┌────────

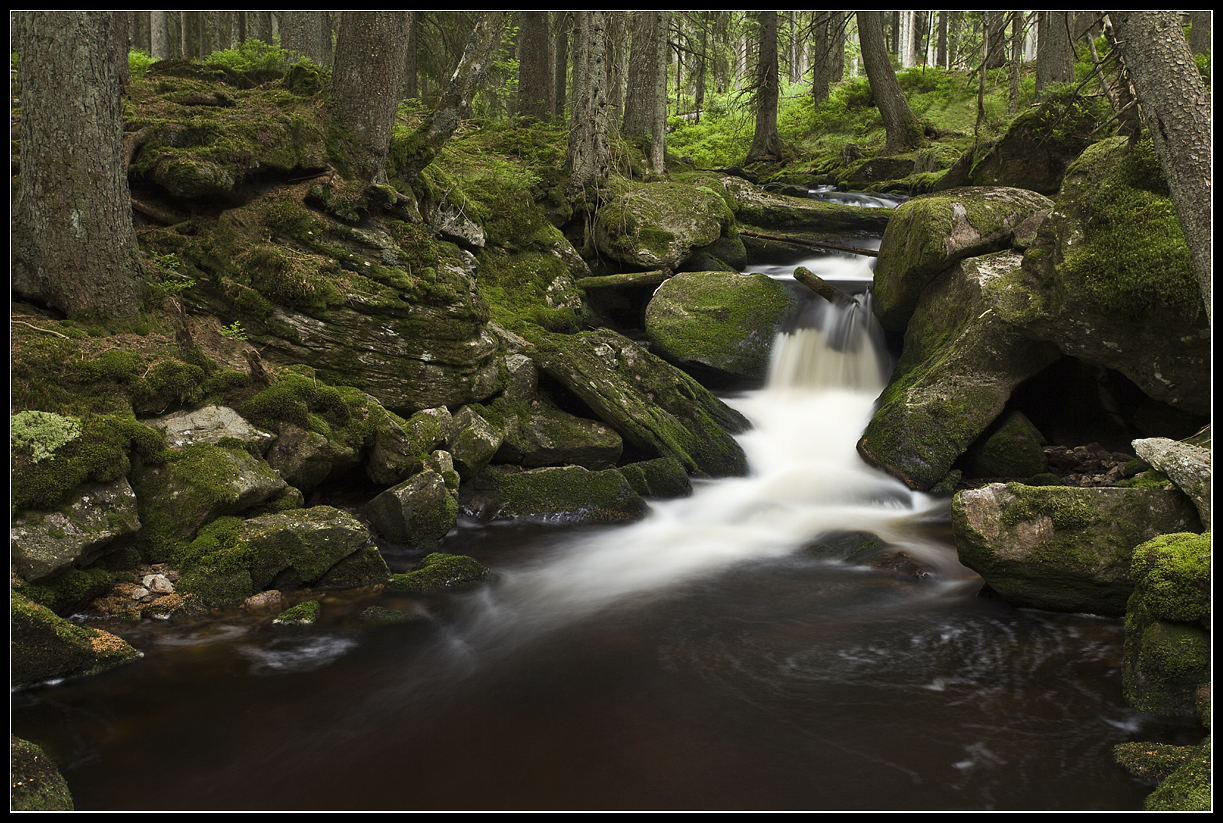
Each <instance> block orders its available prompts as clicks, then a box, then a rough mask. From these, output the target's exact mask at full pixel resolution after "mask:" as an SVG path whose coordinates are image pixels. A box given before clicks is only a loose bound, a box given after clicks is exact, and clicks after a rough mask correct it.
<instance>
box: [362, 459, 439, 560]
mask: <svg viewBox="0 0 1223 823" xmlns="http://www.w3.org/2000/svg"><path fill="white" fill-rule="evenodd" d="M361 511H362V514H363V515H364V516H367V517H368V519H369V522H371V523H372V525H373V527H374V528H375V530H378V532H379V533H380V534H382V536H383V537H385V538H386V539H388V541H390V542H391V543H397V544H400V545H411V547H422V548H437V547H438V545H439V544H440V543H442V538H444V537H445V536H446V533H449V532H450V530H451V528H454V527H455V522H456V521H457V517H459V504H457V501H456V500H455V498H454V496H453V495H451V494H450V490H449V489H448V488H446V483H445V481H444V479H443V477H442V474H439V473H438V472H434V471H432V470H429V471H423V472H419V473H418V474H415V476H413V477H411V478H408V479H407V481H405V482H402V483H400V484H399V485H396V487H394V488H390V489H386V490H385V492H383V493H382V494H379V495H378V496H375V498H374V499H373V500H371V501H369V503H368V504H367V505H366V506H364V507H363V509H362V510H361Z"/></svg>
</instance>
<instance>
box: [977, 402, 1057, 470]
mask: <svg viewBox="0 0 1223 823" xmlns="http://www.w3.org/2000/svg"><path fill="white" fill-rule="evenodd" d="M1044 444H1046V440H1044V435H1043V434H1041V430H1040V429H1037V428H1036V427H1035V426H1032V422H1031V421H1030V419H1027V417H1026V416H1025V415H1024V412H1020V411H1013V412H1010V413H1008V415H1004V416H1003V417H1002V419H1000V421H999V422H998V423H997V424H996V426H991V427H989V429H988V430H986V433H985V434H982V435H981V437H980V438H977V440H976V443H974V444H972V445H971V446H969V450H967V451H965V452H964V456H963V457H961V459H960V466H961V467H963V468H964V472H965V474H966V476H967V477H1015V478H1025V479H1026V478H1029V477H1032V476H1035V474H1040V473H1042V472H1047V471H1048V470H1049V461H1048V459H1046V456H1044V448H1043V446H1044Z"/></svg>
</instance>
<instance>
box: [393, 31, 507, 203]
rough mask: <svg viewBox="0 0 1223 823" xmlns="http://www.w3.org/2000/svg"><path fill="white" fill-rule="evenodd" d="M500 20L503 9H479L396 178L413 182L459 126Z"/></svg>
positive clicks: (486, 55) (479, 79)
mask: <svg viewBox="0 0 1223 823" xmlns="http://www.w3.org/2000/svg"><path fill="white" fill-rule="evenodd" d="M397 13H402V12H397ZM504 20H505V12H504V11H483V12H481V15H479V18H478V20H477V21H476V27H475V28H473V29H472V32H471V37H470V38H467V48H466V49H464V53H462V57H461V59H460V60H459V66H457V67H456V68H455V73H454V75H451V76H450V82H449V83H446V87H445V89H443V92H442V99H440V100H439V101H438V105H437V108H435V109H434V110H433V113H432V114H429V116H428V119H426V121H424V122H423V124H421V125H419V126H418V127H417V130H416V132H415V133H413V135H412V141H411V142H412V146H413V152H412V155H411V157H410V158H407V160H406V161H405V164H404V165H402V166H401V168H400V169H399V175H400V177H402V179H404V181H405V182H407V183H408V185H411V183H413V182H416V179H417V177H418V176H419V174H421V171H423V170H424V166H427V165H429V164H430V163H433V158H435V157H437V155H438V152H440V150H442V148H443V147H444V146H445V144H446V143H448V142H449V141H450V137H451V136H453V135H454V133H455V130H456V128H459V124H460V121H462V119H464V117H466V116H467V115H468V113H470V109H471V95H472V94H473V93H475V92H476V89H477V88H478V87H479V84H481V83H482V82H484V76H486V75H487V73H488V70H489V67H490V66H492V62H493V57H494V56H495V54H497V50H498V48H499V46H500V45H501V29H503V26H501V24H503V22H504Z"/></svg>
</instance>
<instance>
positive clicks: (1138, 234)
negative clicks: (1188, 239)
mask: <svg viewBox="0 0 1223 823" xmlns="http://www.w3.org/2000/svg"><path fill="white" fill-rule="evenodd" d="M1123 143H1124V141H1123V139H1121V138H1117V139H1115V141H1106V142H1103V143H1097V144H1096V146H1093V147H1091V148H1090V149H1087V150H1086V152H1084V155H1082V158H1081V159H1080V160H1079V161H1077V163H1076V164H1075V166H1073V168H1071V170H1070V172H1069V174H1068V176H1070V174H1077V175H1080V176H1082V177H1085V182H1084V183H1082V185H1080V186H1077V187H1076V188H1075V192H1074V193H1075V196H1076V199H1075V208H1076V209H1079V210H1081V212H1082V213H1084V214H1085V218H1086V219H1085V226H1084V238H1082V242H1081V243H1077V245H1075V246H1074V247H1071V248H1070V251H1068V253H1066V257H1065V260H1064V263H1063V264H1062V265H1060V267H1059V271H1060V273H1062V275H1063V276H1066V278H1074V279H1076V280H1079V281H1081V282H1082V285H1084V289H1085V290H1086V292H1087V295H1090V296H1091V297H1092V298H1095V300H1096V301H1098V303H1099V304H1101V306H1102V307H1104V308H1107V309H1109V311H1114V312H1123V313H1125V314H1126V316H1130V317H1137V316H1141V314H1142V313H1144V312H1145V311H1146V309H1147V308H1148V307H1152V306H1158V307H1163V308H1172V309H1178V311H1181V312H1185V313H1186V314H1194V313H1196V308H1197V307H1199V306H1200V303H1201V291H1200V289H1199V285H1197V279H1196V275H1195V271H1194V265H1192V260H1191V259H1190V257H1189V246H1188V245H1186V243H1185V236H1184V232H1183V231H1181V229H1180V223H1179V220H1178V219H1177V213H1175V208H1174V207H1173V204H1172V198H1170V197H1169V194H1168V187H1167V181H1166V177H1164V175H1163V170H1162V169H1161V166H1159V163H1158V158H1157V157H1156V155H1155V149H1153V147H1152V144H1151V142H1150V139H1147V141H1142V142H1140V143H1139V144H1137V146H1136V147H1135V148H1134V150H1132V152H1130V153H1129V154H1124V153H1121V146H1123ZM1119 153H1121V155H1120V157H1118V154H1119Z"/></svg>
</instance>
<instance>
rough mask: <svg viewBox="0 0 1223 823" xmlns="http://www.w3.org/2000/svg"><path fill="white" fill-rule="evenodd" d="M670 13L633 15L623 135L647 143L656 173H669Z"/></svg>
mask: <svg viewBox="0 0 1223 823" xmlns="http://www.w3.org/2000/svg"><path fill="white" fill-rule="evenodd" d="M667 34H668V21H667V12H664V11H637V12H634V22H632V60H631V62H630V67H629V93H627V95H626V97H625V105H624V133H625V136H626V137H635V138H641V139H643V142H646V147H645V148H646V155H647V157H646V159H647V161H648V164H649V170H651V171H653V172H654V174H663V172H665V171H667V169H665V163H664V160H665V152H667V149H665V141H667Z"/></svg>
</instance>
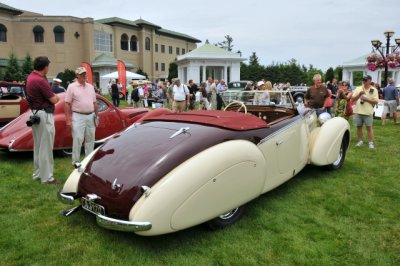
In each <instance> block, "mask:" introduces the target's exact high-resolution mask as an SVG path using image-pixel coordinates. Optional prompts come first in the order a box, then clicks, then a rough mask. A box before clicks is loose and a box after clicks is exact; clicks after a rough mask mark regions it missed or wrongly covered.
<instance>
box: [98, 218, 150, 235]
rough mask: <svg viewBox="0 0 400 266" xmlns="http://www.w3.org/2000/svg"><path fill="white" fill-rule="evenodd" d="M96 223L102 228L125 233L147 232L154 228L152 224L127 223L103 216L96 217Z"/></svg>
mask: <svg viewBox="0 0 400 266" xmlns="http://www.w3.org/2000/svg"><path fill="white" fill-rule="evenodd" d="M96 221H97V224H98V225H99V226H100V227H103V228H106V229H110V230H116V231H123V232H139V231H147V230H150V229H151V227H152V225H151V223H150V222H136V221H125V220H119V219H114V218H110V217H107V216H104V215H101V214H98V215H97V216H96Z"/></svg>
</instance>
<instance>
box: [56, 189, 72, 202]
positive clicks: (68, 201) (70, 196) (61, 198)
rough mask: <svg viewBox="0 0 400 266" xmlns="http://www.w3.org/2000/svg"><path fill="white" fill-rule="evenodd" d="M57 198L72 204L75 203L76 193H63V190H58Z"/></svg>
mask: <svg viewBox="0 0 400 266" xmlns="http://www.w3.org/2000/svg"><path fill="white" fill-rule="evenodd" d="M57 198H58V200H59V201H61V202H62V203H64V204H72V203H74V201H75V199H76V194H75V193H73V194H72V193H68V194H66V193H62V192H61V190H60V191H58V193H57Z"/></svg>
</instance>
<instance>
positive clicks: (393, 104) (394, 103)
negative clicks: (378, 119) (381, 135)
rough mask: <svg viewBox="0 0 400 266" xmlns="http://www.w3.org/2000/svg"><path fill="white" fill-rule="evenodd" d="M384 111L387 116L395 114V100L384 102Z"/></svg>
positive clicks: (396, 105) (395, 108)
mask: <svg viewBox="0 0 400 266" xmlns="http://www.w3.org/2000/svg"><path fill="white" fill-rule="evenodd" d="M384 111H386V112H387V113H389V114H393V113H395V112H397V101H396V100H391V101H385V105H384Z"/></svg>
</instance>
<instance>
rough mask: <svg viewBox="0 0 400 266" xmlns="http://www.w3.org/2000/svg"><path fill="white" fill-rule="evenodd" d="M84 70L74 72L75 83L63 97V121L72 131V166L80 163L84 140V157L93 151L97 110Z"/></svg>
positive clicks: (77, 68) (94, 139) (86, 155)
mask: <svg viewBox="0 0 400 266" xmlns="http://www.w3.org/2000/svg"><path fill="white" fill-rule="evenodd" d="M86 72H87V71H86V68H84V67H78V68H77V69H76V70H75V74H76V81H74V82H73V83H71V84H69V86H68V89H67V94H66V96H65V106H64V110H65V120H66V124H67V127H68V126H70V127H71V129H72V138H73V142H72V164H75V163H78V162H80V155H81V147H82V143H83V140H85V156H88V155H89V154H90V153H91V152H92V151H93V149H94V141H95V130H96V126H97V124H98V109H97V103H96V93H95V91H94V87H93V86H92V85H91V84H89V83H87V82H86Z"/></svg>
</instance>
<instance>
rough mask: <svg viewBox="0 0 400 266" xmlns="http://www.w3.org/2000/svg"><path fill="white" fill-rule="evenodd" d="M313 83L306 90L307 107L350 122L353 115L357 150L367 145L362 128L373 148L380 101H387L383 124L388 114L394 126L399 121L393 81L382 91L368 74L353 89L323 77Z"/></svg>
mask: <svg viewBox="0 0 400 266" xmlns="http://www.w3.org/2000/svg"><path fill="white" fill-rule="evenodd" d="M313 82H314V84H313V85H312V86H311V87H310V88H309V89H308V90H307V93H306V95H305V104H306V106H307V107H309V108H312V109H315V110H316V112H317V114H320V113H322V112H328V113H331V114H332V115H333V116H340V117H344V118H345V119H348V118H349V117H350V116H353V123H354V125H355V126H356V127H357V139H358V142H357V144H356V146H357V147H361V146H363V145H364V140H363V130H362V129H363V126H365V127H366V130H367V140H368V147H369V148H370V149H374V148H375V145H374V133H373V128H372V126H373V115H374V112H375V106H376V105H377V104H378V101H379V99H382V100H384V108H383V112H382V118H381V120H382V125H385V123H386V117H387V114H389V115H391V116H392V117H393V123H394V124H395V125H399V124H400V123H399V122H398V121H397V107H398V106H399V94H398V90H397V88H396V86H395V84H394V80H393V79H389V82H388V85H387V86H386V87H385V88H384V89H383V90H382V89H381V88H380V86H379V84H377V83H374V82H373V81H372V77H371V76H369V75H366V76H364V77H363V79H362V85H361V86H359V87H356V88H354V89H353V90H351V89H350V87H349V83H348V82H347V81H342V82H339V83H337V81H336V80H335V79H334V80H332V83H329V84H327V85H326V84H323V83H322V82H321V75H319V74H317V75H315V76H314V78H313Z"/></svg>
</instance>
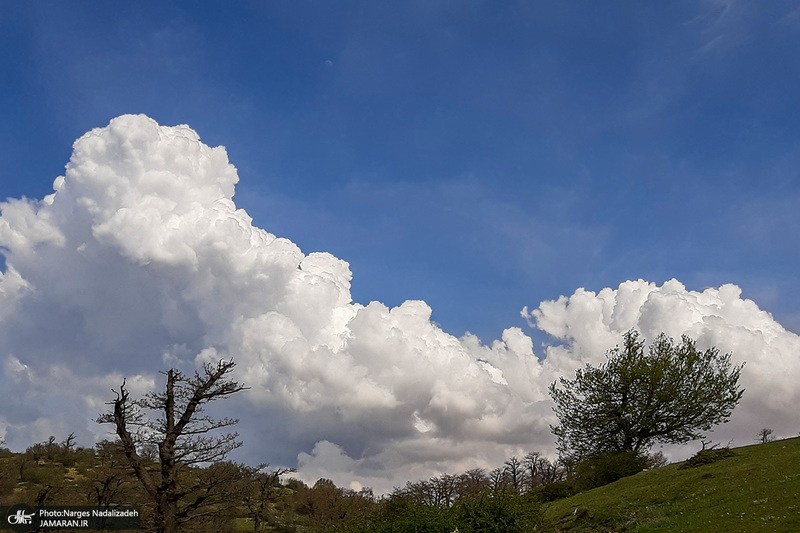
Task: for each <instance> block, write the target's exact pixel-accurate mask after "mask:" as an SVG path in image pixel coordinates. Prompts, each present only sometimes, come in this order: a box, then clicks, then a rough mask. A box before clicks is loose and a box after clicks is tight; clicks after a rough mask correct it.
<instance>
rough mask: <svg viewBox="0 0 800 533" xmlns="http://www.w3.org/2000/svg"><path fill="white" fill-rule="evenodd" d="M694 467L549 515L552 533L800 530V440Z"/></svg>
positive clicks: (778, 531)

└────────

What is the number of lines in the entries that include the string "come"? Reply with that number alone.

2